● Problem requirements: Pictures do not belong in the copy; retype the records below exactly.

[Source data]
-------

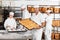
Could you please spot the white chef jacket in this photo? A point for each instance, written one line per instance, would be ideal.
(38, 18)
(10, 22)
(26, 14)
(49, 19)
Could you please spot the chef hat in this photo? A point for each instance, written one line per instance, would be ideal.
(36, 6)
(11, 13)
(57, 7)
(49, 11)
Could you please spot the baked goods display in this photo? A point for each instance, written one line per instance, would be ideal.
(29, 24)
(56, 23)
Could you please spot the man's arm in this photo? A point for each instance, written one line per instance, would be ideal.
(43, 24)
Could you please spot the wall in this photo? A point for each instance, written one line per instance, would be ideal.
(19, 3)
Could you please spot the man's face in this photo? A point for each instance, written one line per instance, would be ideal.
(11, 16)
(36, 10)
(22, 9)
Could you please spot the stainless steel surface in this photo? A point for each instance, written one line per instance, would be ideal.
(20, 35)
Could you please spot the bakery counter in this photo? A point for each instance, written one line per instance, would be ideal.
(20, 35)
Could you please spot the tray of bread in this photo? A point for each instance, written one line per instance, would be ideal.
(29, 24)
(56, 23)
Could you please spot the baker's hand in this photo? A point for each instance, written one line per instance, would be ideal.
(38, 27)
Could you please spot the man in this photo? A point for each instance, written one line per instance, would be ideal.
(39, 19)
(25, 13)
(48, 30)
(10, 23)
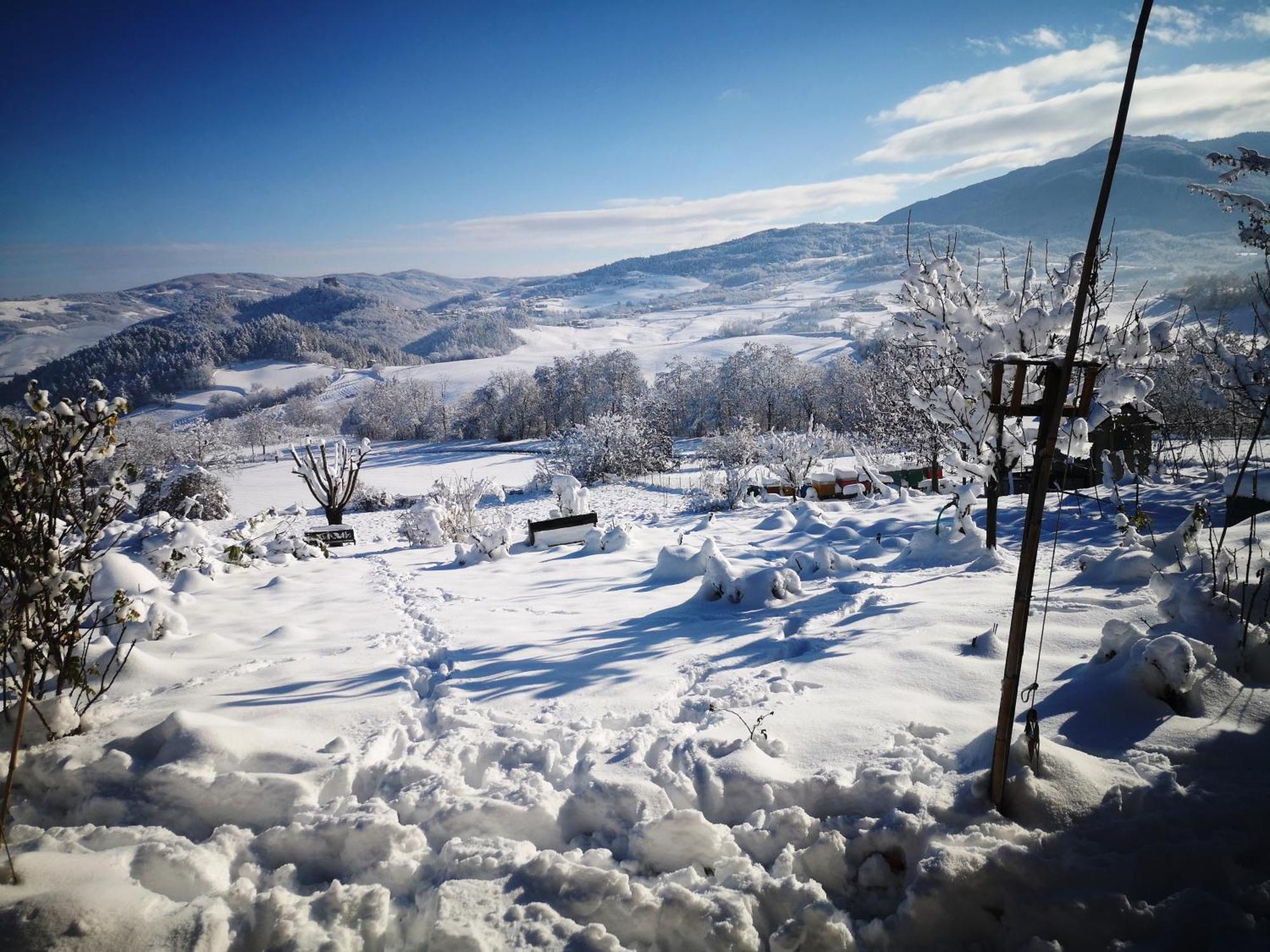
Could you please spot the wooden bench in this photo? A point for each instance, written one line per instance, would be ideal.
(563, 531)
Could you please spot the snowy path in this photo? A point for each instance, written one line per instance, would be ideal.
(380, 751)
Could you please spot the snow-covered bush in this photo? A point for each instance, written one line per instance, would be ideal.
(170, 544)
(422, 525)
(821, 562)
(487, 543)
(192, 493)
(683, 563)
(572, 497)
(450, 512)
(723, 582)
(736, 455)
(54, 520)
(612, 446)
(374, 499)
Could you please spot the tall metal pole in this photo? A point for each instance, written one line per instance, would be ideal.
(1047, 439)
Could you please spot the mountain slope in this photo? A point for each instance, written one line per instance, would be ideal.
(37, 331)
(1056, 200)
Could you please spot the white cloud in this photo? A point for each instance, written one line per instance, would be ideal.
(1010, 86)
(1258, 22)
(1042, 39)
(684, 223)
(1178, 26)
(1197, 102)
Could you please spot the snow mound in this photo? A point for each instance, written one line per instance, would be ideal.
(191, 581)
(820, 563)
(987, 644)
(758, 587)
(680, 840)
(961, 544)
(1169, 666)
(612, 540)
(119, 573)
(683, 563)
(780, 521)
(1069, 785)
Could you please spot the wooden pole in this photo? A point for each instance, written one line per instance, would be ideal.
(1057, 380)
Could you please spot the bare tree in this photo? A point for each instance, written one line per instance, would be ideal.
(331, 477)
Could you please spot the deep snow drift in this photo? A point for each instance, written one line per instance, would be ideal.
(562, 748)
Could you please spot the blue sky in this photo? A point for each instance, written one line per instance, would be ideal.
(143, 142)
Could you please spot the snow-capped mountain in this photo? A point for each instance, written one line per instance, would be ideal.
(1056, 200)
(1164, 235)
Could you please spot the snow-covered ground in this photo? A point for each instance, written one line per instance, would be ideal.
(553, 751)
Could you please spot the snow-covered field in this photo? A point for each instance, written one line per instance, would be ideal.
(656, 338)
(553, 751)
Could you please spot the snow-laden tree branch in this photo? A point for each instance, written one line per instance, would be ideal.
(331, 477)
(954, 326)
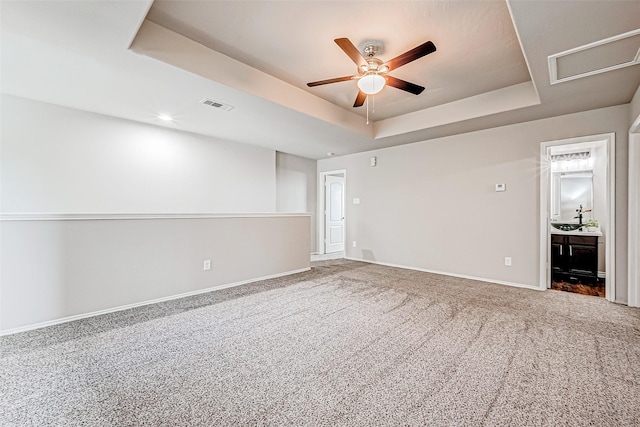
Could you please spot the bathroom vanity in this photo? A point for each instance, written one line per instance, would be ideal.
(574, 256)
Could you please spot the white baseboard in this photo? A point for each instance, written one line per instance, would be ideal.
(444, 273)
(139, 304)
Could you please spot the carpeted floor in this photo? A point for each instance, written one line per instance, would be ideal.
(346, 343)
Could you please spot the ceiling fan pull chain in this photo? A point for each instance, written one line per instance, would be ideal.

-------

● Your response:
Could you please spot the white chef jacket in this photo? A point for each instance, written one line per instance, would be ideal.
(38, 18)
(10, 22)
(26, 14)
(49, 19)
Could you please spot the chef hat in this photo? A point for each instance, written one line per instance, would be ideal.
(36, 6)
(11, 13)
(57, 7)
(49, 11)
Could you please spot the baked goods display in this photo? A point for each instance, written one line per instance, would be ideal.
(29, 24)
(56, 23)
Could you please spot the man's arm in this photo? A point for each instance, written one line per instance, would be ideal.
(43, 24)
Could you please spot the wall in this photo? A point for each instance, written one line per instance, would be ideal.
(19, 3)
Could you please spot the man's face in this photo? A point for each instance, written one line per instance, would be ideal.
(11, 16)
(36, 10)
(22, 9)
Could you please spot the stainless steel surface in this photo? A point for each instance, written one line per instance, would be ideal.
(20, 35)
Could you please spot the bakery counter in this photo? A point for each instance, written one line per instance, would be ideal.
(20, 35)
Could you please spot the tray of bread in this photo? A point for each instance, written one line per instance, would be ideal.
(29, 24)
(56, 23)
Could you please spot the baker's hand in this photo? A point for each instance, written one line per instance, would be ideal.
(38, 27)
Could you please spot the man in this photo? A point for each instance, written one line per instance, would be ideal.
(39, 19)
(25, 13)
(48, 30)
(10, 23)
Could you please spot the wooden bench in this photo? A point for each instance, written one line per instance, would be ideal.
(563, 531)
Could you please spot the snowy path in this photo? A point for each instance, written one line per instance, would be ideal.
(380, 751)
Could you please spot the snow-covered bush in this photo? A point for each instance, written one line per instance, would be ideal.
(170, 544)
(422, 525)
(821, 562)
(487, 543)
(192, 493)
(683, 563)
(572, 497)
(450, 512)
(723, 582)
(736, 455)
(54, 520)
(612, 446)
(374, 499)
Could you please spot the tall metal pole in this photo? A point for each instance, written one line per instance, would be ideal.
(1047, 439)
Could you please spot the mountain slope in this photo? A point for each instance, written one line per instance, would be ideal.
(37, 331)
(1056, 200)
Could you please spot the white cloud in this photo? A point for each instance, written one line per instance, would be ideal.
(1010, 86)
(1258, 22)
(1042, 39)
(684, 223)
(1178, 26)
(1197, 102)
Could you please spot the snow mound in this photo? A point for each instance, written one line per instance, would be ideal.
(191, 581)
(820, 563)
(987, 644)
(758, 587)
(680, 840)
(961, 544)
(1169, 666)
(612, 540)
(119, 573)
(683, 563)
(780, 521)
(1069, 785)
Could you please spot the wooden pole in this photo? A point for each instance, written one line per instance, would be ideal.
(1057, 380)
Could you please spot the bare tree in this photo? A point for each instance, written one line per instance, would be ideal.
(331, 477)
Could you please spot the deep snow drift in this photo? A point for each instance, written one line per instance, would be ideal.
(562, 748)
Could you please spot the blue sky in this photo? A point for each instance, written one line per instance, would be ideal.
(143, 142)
Could you please spot the snow-capped mountain in this photo? A point for each instance, written one line per instance, would be ideal.
(1056, 200)
(1164, 235)
Could you please spot the snow-covered ground in this photo? A point for each instance, written one line per instance, would be ideal.
(553, 751)
Could you please spot the snow-covered field in this photo? A point for each instance, written one line per instance, would be ideal.
(656, 338)
(553, 751)
Could you please spot the snow-laden tree branch in this photo? A point for each instance, written one line per instance, would be ideal.
(331, 477)
(954, 326)
Could you please spot the bathroom vanity in this photo? A point for each instance, written one line per instance, would be ideal.
(574, 256)
Could you please spot the white baseboard in this photo? A point for each instance, written one line per instance, would be ideal.
(444, 273)
(139, 304)
Could you please spot the carpeted floor in this photo? A point for each instance, written one line per instance, would be ideal.
(346, 343)
Could you please spot the ceiling fan pull chain in this photo? A point for each instance, written one line per instance, would be ideal.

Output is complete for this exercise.